Write an exact copy of the entries below that leaves out all pictures.
DATA RECORDS: Begin
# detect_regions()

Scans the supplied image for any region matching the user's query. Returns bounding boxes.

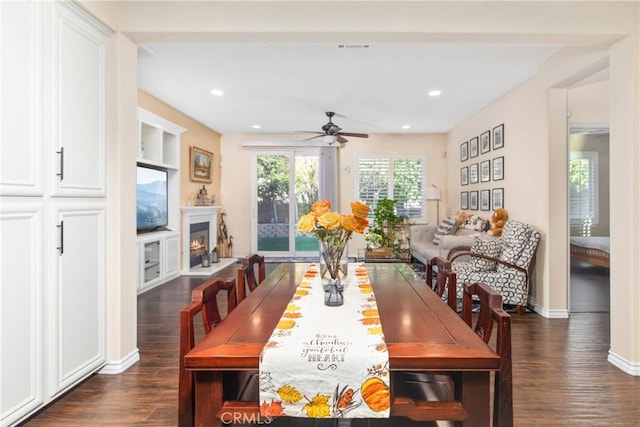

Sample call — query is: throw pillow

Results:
[432,216,459,245]
[470,236,502,271]
[465,214,482,230]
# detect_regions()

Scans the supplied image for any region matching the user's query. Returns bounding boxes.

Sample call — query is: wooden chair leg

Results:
[516,305,526,315]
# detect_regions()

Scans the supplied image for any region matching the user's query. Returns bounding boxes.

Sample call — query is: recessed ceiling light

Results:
[402,125,411,129]
[252,125,261,129]
[428,89,441,97]
[210,89,224,96]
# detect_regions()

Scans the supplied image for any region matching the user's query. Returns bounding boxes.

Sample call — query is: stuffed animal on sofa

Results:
[455,211,473,228]
[487,208,509,236]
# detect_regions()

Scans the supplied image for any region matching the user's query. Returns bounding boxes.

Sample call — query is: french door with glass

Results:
[252,150,319,257]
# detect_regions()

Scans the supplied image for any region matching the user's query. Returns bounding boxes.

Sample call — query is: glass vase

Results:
[324,279,344,306]
[319,241,348,288]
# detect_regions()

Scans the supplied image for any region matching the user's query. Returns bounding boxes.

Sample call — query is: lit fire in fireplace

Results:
[191,240,207,255]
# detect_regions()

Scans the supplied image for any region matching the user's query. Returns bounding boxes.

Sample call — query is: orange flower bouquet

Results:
[298,200,370,283]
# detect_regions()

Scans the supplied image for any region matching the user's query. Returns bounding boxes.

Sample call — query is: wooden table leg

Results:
[195,371,223,427]
[460,371,490,427]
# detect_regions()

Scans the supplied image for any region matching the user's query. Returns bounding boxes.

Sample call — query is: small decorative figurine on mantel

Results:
[217,212,232,257]
[194,185,215,206]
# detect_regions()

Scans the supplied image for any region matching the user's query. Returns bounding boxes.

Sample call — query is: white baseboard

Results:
[98,349,140,375]
[608,350,640,376]
[528,296,569,318]
[533,303,569,318]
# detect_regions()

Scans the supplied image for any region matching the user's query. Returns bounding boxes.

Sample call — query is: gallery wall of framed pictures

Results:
[459,123,505,212]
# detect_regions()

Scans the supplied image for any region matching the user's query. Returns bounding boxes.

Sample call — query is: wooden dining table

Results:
[183,262,500,427]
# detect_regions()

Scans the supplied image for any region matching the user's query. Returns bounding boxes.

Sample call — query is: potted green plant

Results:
[367,198,401,254]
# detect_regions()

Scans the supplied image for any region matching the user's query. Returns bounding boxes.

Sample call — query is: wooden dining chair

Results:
[426,256,458,312]
[178,277,237,427]
[236,253,265,302]
[462,282,513,427]
[393,281,513,427]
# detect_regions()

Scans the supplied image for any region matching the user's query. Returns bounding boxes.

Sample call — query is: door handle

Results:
[56,147,64,181]
[56,221,64,255]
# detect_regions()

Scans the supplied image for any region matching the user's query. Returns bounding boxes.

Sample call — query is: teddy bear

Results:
[487,208,509,236]
[455,211,472,228]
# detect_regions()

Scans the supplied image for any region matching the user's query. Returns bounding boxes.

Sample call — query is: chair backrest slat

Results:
[426,256,457,312]
[462,282,513,427]
[237,254,265,302]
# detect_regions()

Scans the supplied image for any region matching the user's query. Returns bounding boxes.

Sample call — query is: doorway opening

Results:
[568,127,610,313]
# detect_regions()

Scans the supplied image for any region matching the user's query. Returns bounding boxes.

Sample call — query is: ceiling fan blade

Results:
[295,131,323,135]
[337,135,349,144]
[339,132,369,138]
[332,112,379,129]
[302,134,322,141]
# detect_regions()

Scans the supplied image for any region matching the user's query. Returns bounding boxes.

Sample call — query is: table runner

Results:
[259,263,390,419]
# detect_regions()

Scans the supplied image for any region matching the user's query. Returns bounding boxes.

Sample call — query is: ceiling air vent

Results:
[338,44,370,49]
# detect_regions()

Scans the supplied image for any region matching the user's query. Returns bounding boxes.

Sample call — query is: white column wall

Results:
[608,35,640,374]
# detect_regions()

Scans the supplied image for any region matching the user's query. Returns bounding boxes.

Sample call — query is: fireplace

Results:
[181,206,221,274]
[189,222,209,267]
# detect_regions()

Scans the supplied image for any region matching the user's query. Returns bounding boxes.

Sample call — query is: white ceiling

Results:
[137,42,561,136]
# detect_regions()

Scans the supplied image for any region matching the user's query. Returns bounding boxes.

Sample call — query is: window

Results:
[569,151,598,232]
[357,154,425,219]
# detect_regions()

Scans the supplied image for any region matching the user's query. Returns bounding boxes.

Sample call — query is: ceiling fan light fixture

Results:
[323,134,338,145]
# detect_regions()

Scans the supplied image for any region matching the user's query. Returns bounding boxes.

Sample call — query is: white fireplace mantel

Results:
[180,206,236,275]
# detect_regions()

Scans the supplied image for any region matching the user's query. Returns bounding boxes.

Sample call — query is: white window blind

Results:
[357,155,425,219]
[569,151,598,231]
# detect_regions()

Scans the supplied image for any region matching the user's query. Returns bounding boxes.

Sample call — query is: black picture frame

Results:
[480,130,491,154]
[480,160,491,182]
[480,189,490,211]
[492,188,504,209]
[470,190,479,210]
[493,156,504,181]
[493,124,504,150]
[461,192,469,210]
[469,136,479,158]
[469,163,479,184]
[460,141,469,162]
[461,167,469,186]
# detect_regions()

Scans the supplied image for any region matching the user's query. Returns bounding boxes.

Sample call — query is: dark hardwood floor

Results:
DATA RECORDS: End
**EXPECTED ANSWER:**
# detect_regions()

Scans the supplied image for any region matching the user's query. Returns bounding boxes.


Sample call — query is: throw pillow

Results:
[432,216,459,245]
[470,236,502,271]
[465,214,482,230]
# detect_regions()

Scans the supplied image for any region matching the user's query. Returns bounding boxes.

Sample call — query is: wooden chair leg

Results:
[516,305,526,315]
# detect_regions()

Scans the supplied image for any region matching the user's query. Returns bounding boxes.

Sample call — query is: recessed ceiling light

Results:
[402,125,411,129]
[252,125,261,129]
[428,89,441,97]
[210,89,224,96]
# detect_regions()

Scans the supplied image for any region matching the user's query. Returns bounding boxes.

Sample call — query is: stuffed animal on sofa

Results:
[455,211,473,228]
[487,208,509,236]
# detect_regions()

Scans the supplied image for any region matching the user's query. Returns bounding boxes.

Sample call — query is: french door with glass

Results:
[252,150,319,257]
# detect_regions()

Scans the supplied image for any region matching the user's query. Returns bounding boxes.

Sample call — query is: glass vase

Results:
[324,279,344,306]
[319,241,348,288]
# detect_regions()

Scans the supplied image for any region matching the user's query. Returns bounding boxes.

Sample call — query is: lit fire in fireplace

Results:
[191,240,207,255]
# detect_regions()

Scans the supplied image for any region matching the user's query. Returns bounding boxes.

Sample call — query is: orange flower bouquet

Results:
[298,200,370,283]
# detect_regions()

Scans the supplied image for any region matching the user's query. Returns bounding boxes.

Sample call — query is: wooden table leg

Results:
[195,371,223,427]
[460,371,490,427]
# detect_regions()

Scans the supplied image for any region matching the user's query. Returns bounding boxes.

Sample call — query is: small decorative figurine on mantel

Results:
[217,212,232,257]
[194,185,215,206]
# detect_regions()

Scans the supplied image for any region matching the user's query. Returns bounding boxes.

Sample call — query is: white baseboard

Results:
[98,349,140,375]
[608,350,640,376]
[528,296,569,318]
[533,303,569,318]
# detect_regions()

Scans the supplied image for any region matching the user's query. Returns bounding boxes.

Sample call — query is: gallery wall of framed pictures

Results:
[459,123,505,212]
# detect_regions()

Scans the supplied image for any region matching the user's query. Returns bounding boxes.

Sample call — query is: wooden dining table

Results:
[183,262,500,427]
# detect_regions()

Scans the supplied image for any region matching the user's query. Returns bounding boxes.

Sample call — query is: potted green plant

Results:
[367,198,401,254]
# detect_regions()

Scans the supplied image for any region matching the user's query. Returns bounding boxes.

Sample call — query is: wooden dining chair

Results:
[426,256,458,312]
[178,277,237,427]
[236,253,265,302]
[462,282,513,427]
[393,281,513,427]
# detect_regions()

Scans the supplied image for any region matching the user's query. Returns bounding boxes.

Sample call — query is: door handle

Results:
[56,147,64,181]
[56,221,64,255]
# detect_regions()

Scans the supplied image for any region matching the user's query. Returns bounding boxes.

Sample call — query is: teddy bear

Results:
[487,208,509,236]
[455,211,472,228]
# detect_regions()

Scans the supplied image for any region matching the user's query. Returns bounding boxes.

Sample call — query is: chair backrest slat

Results:
[426,256,457,312]
[462,282,513,427]
[237,254,265,302]
# detect_regions()

Scans the supplied image for any region matching the user's query. Returns bounding boxes.

Sample call — query is: doorway opening

Results:
[568,127,610,313]
# detect_regions()

Scans the supplied image for any region matching the user's query. Returns bounding boxes.

Sample call — query is: ceiling fan blade

Results:
[295,131,323,135]
[337,135,349,144]
[339,132,369,138]
[332,112,379,129]
[302,134,322,141]
# detect_regions()

Scans the supplied image for any region matching the user's query. Returns bounding boxes.

Sample call — query is: table runner

Results:
[259,263,390,419]
# detect_regions()

Scans the supplied image for any region matching the user's query. Returns bounding boxes.

Sample call — query is: ceiling air vent

Results:
[338,44,370,49]
# detect_regions()

Scans the supplied image for any region matching the user's query. Returns bounding boxes.

Sample call — query is: white column wall

Results:
[608,35,640,374]
# detect_regions()

Scans the supplied image for any region matching the user's query. Returns bounding boxes.

Sample call — query is: fireplace

Results:
[181,206,221,274]
[189,222,209,267]
# detect_regions()

Scans the supplied image for any region matching the user's query. Returns bounding boxes.

Sample call — query is: white ceiling

Results:
[137,42,561,136]
# detect_regions()

Scans the supplied image for any region matching the user's query. Returns bounding boxes.

Sample call — query is: window

Results:
[569,151,598,232]
[357,154,425,219]
# detect_regions()

Scans the supplied image for any region matching the user's query. Returns bounding boxes.

Sample call — query is: ceiling fan light fixture

Results:
[323,134,338,145]
# detect_regions()

Scans the supplied image for any region matching the user's query. Returns bounding boxes.

Sample call — query is: white fireplace mantel

Results:
[180,206,236,275]
# detect_regions()

Scans the supplied image for any region matching the user's query. Returns bounding boxes.

Sample call — query is: white window blind

Results:
[357,155,425,219]
[569,151,598,231]
# detect_regions()

Scans the supplied image for any region matching the user's query. Returns bounding boxes.

Sample call — query is: black picture frame

Results:
[480,130,491,154]
[480,160,491,182]
[480,189,490,211]
[492,188,504,209]
[470,190,479,210]
[493,156,504,181]
[493,124,504,150]
[461,192,469,210]
[469,136,479,158]
[469,163,479,184]
[460,141,469,162]
[461,167,469,186]
# detect_regions()

Scans the supplied image for any region matching the user's query. Returns bounding boxes.

Sample call — query is: dark hardwood floor

Results:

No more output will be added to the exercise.